Object point labels
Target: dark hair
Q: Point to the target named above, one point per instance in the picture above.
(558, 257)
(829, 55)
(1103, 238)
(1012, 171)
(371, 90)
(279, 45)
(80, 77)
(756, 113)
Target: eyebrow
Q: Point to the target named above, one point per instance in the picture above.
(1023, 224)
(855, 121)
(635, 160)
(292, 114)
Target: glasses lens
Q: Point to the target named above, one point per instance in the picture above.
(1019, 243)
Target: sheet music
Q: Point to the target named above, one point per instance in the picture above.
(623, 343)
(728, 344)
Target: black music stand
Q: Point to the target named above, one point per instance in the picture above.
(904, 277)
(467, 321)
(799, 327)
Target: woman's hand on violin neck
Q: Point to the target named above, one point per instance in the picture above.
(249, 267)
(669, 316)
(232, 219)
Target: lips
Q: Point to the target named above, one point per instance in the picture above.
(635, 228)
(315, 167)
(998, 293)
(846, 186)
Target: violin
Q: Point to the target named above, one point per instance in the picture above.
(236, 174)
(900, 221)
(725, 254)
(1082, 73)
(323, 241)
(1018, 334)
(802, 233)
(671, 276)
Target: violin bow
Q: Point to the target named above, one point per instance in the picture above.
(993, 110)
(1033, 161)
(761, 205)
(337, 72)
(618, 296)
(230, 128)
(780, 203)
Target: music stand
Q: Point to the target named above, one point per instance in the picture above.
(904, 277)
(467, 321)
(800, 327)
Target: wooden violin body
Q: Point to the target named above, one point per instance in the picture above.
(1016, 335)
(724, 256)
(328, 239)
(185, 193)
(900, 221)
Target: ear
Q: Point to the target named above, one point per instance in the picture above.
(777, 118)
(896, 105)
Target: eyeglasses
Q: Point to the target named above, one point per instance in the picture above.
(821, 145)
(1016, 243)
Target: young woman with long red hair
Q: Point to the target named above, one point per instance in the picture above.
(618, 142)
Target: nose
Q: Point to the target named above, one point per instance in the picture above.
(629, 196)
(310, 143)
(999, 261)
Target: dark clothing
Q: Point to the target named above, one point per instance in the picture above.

--

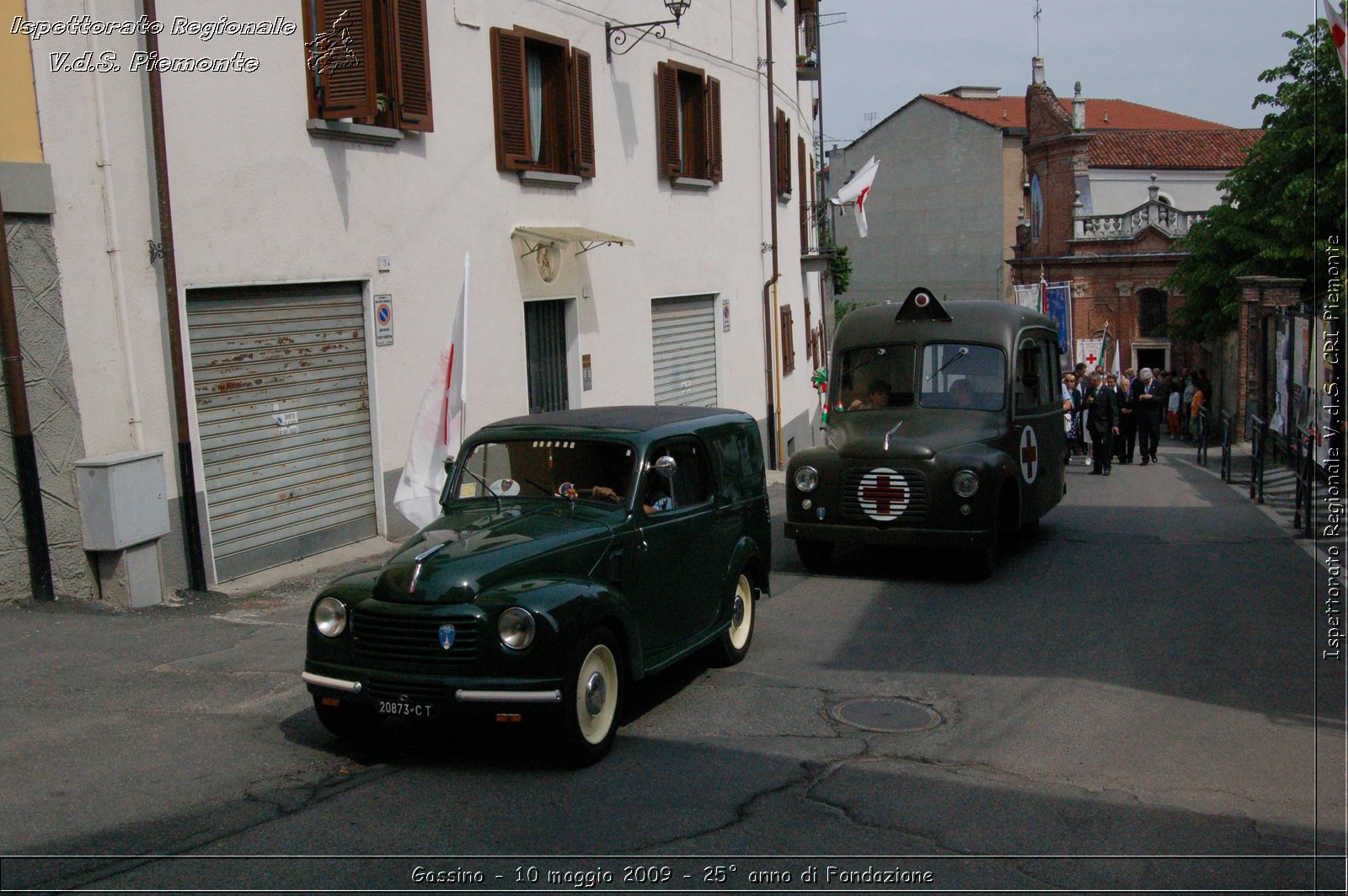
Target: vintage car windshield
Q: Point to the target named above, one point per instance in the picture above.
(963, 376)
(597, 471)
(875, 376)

==

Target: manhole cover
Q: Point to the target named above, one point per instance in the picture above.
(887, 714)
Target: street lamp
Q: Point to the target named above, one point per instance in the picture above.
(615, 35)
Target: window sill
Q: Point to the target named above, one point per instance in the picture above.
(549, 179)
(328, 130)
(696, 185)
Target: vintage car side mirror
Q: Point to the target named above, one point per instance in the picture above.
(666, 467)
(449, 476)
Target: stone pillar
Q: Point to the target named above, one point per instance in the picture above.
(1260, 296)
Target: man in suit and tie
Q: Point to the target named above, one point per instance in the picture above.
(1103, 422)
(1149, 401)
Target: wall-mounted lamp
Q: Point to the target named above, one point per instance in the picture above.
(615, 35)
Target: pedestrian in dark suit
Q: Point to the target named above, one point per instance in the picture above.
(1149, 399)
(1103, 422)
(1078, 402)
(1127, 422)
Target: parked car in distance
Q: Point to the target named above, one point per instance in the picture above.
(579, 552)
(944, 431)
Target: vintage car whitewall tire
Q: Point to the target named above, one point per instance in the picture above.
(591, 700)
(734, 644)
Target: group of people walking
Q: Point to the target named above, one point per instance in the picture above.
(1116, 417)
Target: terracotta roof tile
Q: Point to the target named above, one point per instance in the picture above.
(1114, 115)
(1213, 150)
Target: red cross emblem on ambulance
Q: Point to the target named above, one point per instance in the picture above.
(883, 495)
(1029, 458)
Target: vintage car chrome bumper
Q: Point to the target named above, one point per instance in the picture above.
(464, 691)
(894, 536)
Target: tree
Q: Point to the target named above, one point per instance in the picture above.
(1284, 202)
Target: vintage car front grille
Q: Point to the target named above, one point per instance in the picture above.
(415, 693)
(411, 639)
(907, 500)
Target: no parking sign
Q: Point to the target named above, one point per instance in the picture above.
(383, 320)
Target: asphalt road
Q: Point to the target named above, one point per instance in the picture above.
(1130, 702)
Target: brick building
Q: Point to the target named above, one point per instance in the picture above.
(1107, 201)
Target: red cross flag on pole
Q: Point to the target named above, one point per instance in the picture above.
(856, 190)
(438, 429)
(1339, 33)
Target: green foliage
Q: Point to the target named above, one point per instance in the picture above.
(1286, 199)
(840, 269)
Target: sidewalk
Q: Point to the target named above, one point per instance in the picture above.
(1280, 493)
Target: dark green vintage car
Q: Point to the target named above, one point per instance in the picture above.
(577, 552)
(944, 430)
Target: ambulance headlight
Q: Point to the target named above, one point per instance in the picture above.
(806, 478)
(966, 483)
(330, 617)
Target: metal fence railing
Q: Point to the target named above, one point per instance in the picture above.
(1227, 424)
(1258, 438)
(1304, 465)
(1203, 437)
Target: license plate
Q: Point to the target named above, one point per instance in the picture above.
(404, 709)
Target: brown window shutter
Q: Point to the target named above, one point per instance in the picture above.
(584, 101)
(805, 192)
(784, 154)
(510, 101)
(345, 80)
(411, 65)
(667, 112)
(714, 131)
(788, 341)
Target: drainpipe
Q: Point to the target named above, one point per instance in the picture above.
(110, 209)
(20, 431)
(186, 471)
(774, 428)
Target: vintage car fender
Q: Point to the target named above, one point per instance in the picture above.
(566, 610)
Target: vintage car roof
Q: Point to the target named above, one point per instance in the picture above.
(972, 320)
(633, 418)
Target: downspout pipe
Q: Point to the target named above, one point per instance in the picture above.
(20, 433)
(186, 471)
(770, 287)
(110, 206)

**Problem to solve**
Gather every line above that contains the string "woman", and copy each one out in full.

**Finished exercise**
Target: woman's hand on violin neck
Target: young woman with long red hair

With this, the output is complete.